What is required: Write the next part of the Introduction to Data Science course page below, starting right after its last paragraph.

===== Passage provided

Introduction to Data Science

This course introduces participants to the foundational skills required for data science using the programming language R. Quantitative data are increasingly used in policymaking and analysis. Learning how to analyze and effectively communicate these data is therefore increasingly important. In this course, participants will learn how to use R to (1) clean data to prepare it for analysis, (2) summarize, aggregate, and transform data, and (3) visualize data. Mastering these skills will allow presenters to explore patterns and trends in the data they use and effectively communicate these through graphs. While this course will not cover statistical analysis, the skills taught in this course form a useful basis for further study in statistics or advanced data science methods such as machine learning. Participants will learn the foundational skills required for data science in hands-on, practical sessions.

 

Dates

This one week, the 17.5-hour course runs Monday-Friday, July 1-5, 2024. The course is scheduled for 9:00am -12:30 pm.

 

Classroom Location 

Faculty of Arts and Social Science, AS1  03-04

Image preview

 

Instructor

Nina Obermeier, University of Pennsylvania

 

Detailed Description

This course is intended to provide participants with the basic practical skills necessary for exploring, summarizing, and communicating quantitative data. Drawing insights from data often requires learning how to manage, transform, and visualize it.

First, participants will learn the basics about the RStudio/Posit environment and how to import and export data. Second, they will learn key, commonly-used data wrangling skills, including merging data sets, creating new variables, assigning values based on conditions, grouping data, summarizing data, excluding missing values, reshaping data, and filtering data sets. Third, they will learn how to create different types of graphs for data visualization using the R package ggplot2. This is a particularly useful skill not only for exploring trends and patterns in the data but also for effectively communicating the data in question.

Statistical analysis is not covered in this course. However, the skills participants will learn in this course will help prepare them to conduct statistical analyses in the future. Similarly, they form a useful foundation for more advanced data science tools such as machine learning.

==========
===== Raw data

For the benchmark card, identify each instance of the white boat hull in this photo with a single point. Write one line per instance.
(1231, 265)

==========
===== Raw data

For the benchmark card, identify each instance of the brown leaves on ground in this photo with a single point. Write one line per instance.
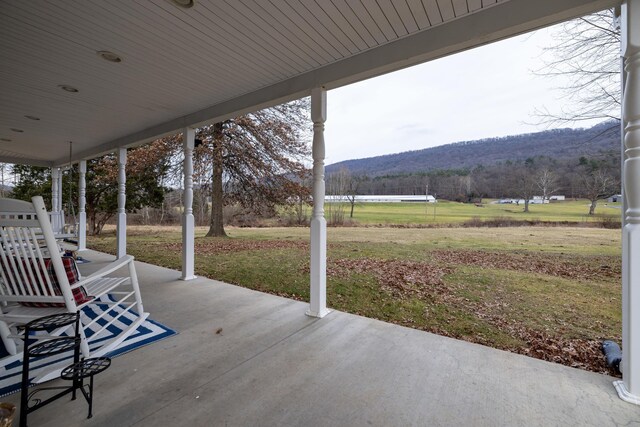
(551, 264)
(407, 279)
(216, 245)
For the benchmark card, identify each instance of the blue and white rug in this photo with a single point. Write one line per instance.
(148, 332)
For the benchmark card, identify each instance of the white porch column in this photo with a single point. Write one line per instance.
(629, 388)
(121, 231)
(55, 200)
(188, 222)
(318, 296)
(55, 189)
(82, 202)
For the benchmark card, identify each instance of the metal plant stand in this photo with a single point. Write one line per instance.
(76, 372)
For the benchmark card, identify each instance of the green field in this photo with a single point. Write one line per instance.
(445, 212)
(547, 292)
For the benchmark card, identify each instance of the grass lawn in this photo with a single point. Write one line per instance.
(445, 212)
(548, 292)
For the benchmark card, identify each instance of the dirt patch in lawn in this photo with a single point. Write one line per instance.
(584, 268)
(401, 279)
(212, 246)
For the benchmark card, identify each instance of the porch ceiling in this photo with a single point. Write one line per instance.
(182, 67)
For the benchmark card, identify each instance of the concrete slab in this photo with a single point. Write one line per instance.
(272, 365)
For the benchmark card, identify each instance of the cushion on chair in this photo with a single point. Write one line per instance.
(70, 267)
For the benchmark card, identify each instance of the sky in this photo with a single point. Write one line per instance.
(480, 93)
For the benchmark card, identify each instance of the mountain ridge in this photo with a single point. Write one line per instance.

==========
===== Raw data

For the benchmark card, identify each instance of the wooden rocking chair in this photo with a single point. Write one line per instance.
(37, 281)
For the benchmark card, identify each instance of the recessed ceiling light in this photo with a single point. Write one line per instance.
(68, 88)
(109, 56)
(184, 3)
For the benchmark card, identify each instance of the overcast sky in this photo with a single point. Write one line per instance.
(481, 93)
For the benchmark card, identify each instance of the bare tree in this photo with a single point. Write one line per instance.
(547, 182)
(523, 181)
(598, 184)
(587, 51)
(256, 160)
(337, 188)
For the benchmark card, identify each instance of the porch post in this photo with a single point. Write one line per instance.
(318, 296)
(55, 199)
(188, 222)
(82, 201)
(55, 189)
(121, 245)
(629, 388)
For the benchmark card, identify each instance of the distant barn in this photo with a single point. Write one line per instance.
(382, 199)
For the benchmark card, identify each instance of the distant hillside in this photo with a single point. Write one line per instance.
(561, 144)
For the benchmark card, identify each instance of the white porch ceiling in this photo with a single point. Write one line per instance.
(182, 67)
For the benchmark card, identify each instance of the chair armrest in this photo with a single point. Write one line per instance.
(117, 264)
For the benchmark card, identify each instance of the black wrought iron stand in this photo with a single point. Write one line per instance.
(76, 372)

==========

Output of the exercise:
The focus of the course will be on practical, hands-on exercises and demonstrations. On completion of the course, participants will be able to load raw data into RStudio/Posit and prepare it for analysis. They will be able to explore patterns and trends in the data by grouping, filtering, aggregating, and summarizing the data. Finally, they will be able to create clean, simple graphical representations of the data.

Participants will learn how to complete these tasks using the programming language R. For this course, participants will use RStudio/Posit, which is a free software application for using R. RStudio/Posit provides a more intuitive environment for data analysis using R, particularly for individuals without a programming background.

Participants are not assumed to have any prior knowledge of data analysis or R.

 

Prerequisites

There are no prerequisites for this course.

 

Requirements

Participants are expected to have access to an internet-connected computer. Instructions on downloading the required free software (RStudio/Posit) will be made available to participants prior to the beginning of the course.

 

Core Readings

We will be drawing on the relevant sections of the following free ebooks:

Michael Franke. 2021. An Introduction to Data Analysis. https://michael-franke.github.io/intro-data-analysis/index.html.

Roger D. Peng. 2022. R Programming for Data Science. https://bookdown.org/rdpeng/rprogdatascience/.

Hadley Wickham and Garrett Grolemund. 2017. R for Data Science. https://r4ds.had.co.nz/.